* [Problem to work on]:
Copy each entry as it stands, leaving nothing out.
--- start Data for processing ---
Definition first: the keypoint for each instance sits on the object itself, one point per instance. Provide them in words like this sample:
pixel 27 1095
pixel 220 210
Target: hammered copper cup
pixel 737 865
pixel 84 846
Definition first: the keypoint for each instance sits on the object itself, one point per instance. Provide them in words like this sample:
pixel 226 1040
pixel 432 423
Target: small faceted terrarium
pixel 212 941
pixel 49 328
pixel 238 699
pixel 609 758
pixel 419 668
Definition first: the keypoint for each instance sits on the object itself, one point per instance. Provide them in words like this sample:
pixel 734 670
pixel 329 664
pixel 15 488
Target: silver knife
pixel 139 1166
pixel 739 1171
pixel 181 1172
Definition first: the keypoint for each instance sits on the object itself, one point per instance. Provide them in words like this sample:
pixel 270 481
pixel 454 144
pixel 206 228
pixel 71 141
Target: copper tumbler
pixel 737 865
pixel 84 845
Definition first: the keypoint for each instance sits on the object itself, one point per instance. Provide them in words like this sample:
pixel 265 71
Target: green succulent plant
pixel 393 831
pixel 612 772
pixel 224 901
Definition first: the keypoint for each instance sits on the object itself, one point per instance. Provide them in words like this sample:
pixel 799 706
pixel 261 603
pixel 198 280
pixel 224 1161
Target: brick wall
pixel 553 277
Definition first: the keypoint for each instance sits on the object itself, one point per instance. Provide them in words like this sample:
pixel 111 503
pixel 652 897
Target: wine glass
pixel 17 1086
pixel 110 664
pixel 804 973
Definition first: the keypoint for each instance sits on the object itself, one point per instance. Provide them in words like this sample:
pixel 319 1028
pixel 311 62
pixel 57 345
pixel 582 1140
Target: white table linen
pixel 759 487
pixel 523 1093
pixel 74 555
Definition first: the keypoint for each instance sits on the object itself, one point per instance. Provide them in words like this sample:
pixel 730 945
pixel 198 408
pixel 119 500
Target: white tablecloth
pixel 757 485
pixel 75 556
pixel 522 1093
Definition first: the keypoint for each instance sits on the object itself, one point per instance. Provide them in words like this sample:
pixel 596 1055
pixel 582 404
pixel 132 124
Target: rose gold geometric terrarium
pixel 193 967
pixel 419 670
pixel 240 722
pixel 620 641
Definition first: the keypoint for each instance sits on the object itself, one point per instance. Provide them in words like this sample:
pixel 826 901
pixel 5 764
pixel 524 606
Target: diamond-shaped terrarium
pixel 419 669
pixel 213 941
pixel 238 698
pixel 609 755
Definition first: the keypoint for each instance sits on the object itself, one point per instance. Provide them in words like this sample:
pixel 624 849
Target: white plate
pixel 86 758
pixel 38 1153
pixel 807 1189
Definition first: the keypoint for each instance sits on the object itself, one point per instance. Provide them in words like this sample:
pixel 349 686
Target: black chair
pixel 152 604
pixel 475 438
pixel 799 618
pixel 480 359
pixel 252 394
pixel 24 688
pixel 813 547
--- end Data for processing ---
* [Task answer]:
Definition first: the keypoint for each instance sits on the object itself, one point per instance. Provide them in words like this sample:
pixel 27 1095
pixel 220 210
Target: hammered copper cup
pixel 737 865
pixel 84 846
Definition first: the keypoint for each instance sits on the object itself, one point per instance. Provide them in words like this sample:
pixel 226 1040
pixel 432 423
Target: small faceted terrarium
pixel 212 941
pixel 49 328
pixel 238 699
pixel 609 758
pixel 419 668
Definition first: the keypoint for each instance sits on the object itself, one point per instance. Provide them in words like this sample:
pixel 734 670
pixel 329 664
pixel 15 488
Target: silver knife
pixel 139 1166
pixel 739 1171
pixel 181 1172
Definition first: the keypoint for each instance sits on the object itself, one point per instance. Provide them in words like this sample:
pixel 270 481
pixel 454 144
pixel 206 228
pixel 71 141
Target: copper tumbler
pixel 737 865
pixel 84 845
Definition first: the keypoint for each instance sits on the object itself, one point per instance. Provide them in words like this sample:
pixel 265 71
Target: green succulent plant
pixel 393 831
pixel 612 772
pixel 224 901
Definition first: the keypoint for each instance sits on the object itself, one point per instance. Provide them in words like this sample:
pixel 799 706
pixel 261 603
pixel 198 280
pixel 224 1161
Target: brick wall
pixel 553 277
Definition first: the keypoint for each instance sits on the object itself, one point per instance. Provide them in words like this sample:
pixel 111 503
pixel 652 897
Target: wine glass
pixel 17 1086
pixel 110 664
pixel 804 973
Definition first: the keypoint for each instance sits on the object itself, one point per instance. Provide them in words like this sample:
pixel 319 1028
pixel 311 62
pixel 57 345
pixel 582 1140
Target: white table linen
pixel 759 487
pixel 523 1093
pixel 74 555
Definition first: the keypoint for each instance sits on the object itself, one point per instance. Provide them in words like this sample:
pixel 730 945
pixel 198 408
pixel 119 500
Target: white tablecloth
pixel 757 485
pixel 75 556
pixel 522 1093
Definition first: the keypoint for each instance sits on the object itself, one point per instance. Provide them in words like this sample:
pixel 596 1055
pixel 582 404
pixel 132 124
Target: rose gold geometric terrarium
pixel 193 967
pixel 419 670
pixel 240 722
pixel 620 641
Definition first: the keypoint for each instance sits on the object itself, one point per instance. Provide them in words like this sample:
pixel 826 901
pixel 5 764
pixel 524 606
Target: diamond-shaped terrarium
pixel 419 669
pixel 213 941
pixel 238 698
pixel 609 755
Definition first: the keypoint for each instance sits on the object itself, one point per instance. Provide them in words like this sample:
pixel 624 849
Target: white plate
pixel 86 758
pixel 38 1153
pixel 807 1189
Definition first: the keypoint for each instance sits on the object itself, one point per instance. Provide them in words like this sample:
pixel 349 686
Target: black chair
pixel 152 604
pixel 475 438
pixel 799 618
pixel 480 359
pixel 252 394
pixel 24 688
pixel 813 547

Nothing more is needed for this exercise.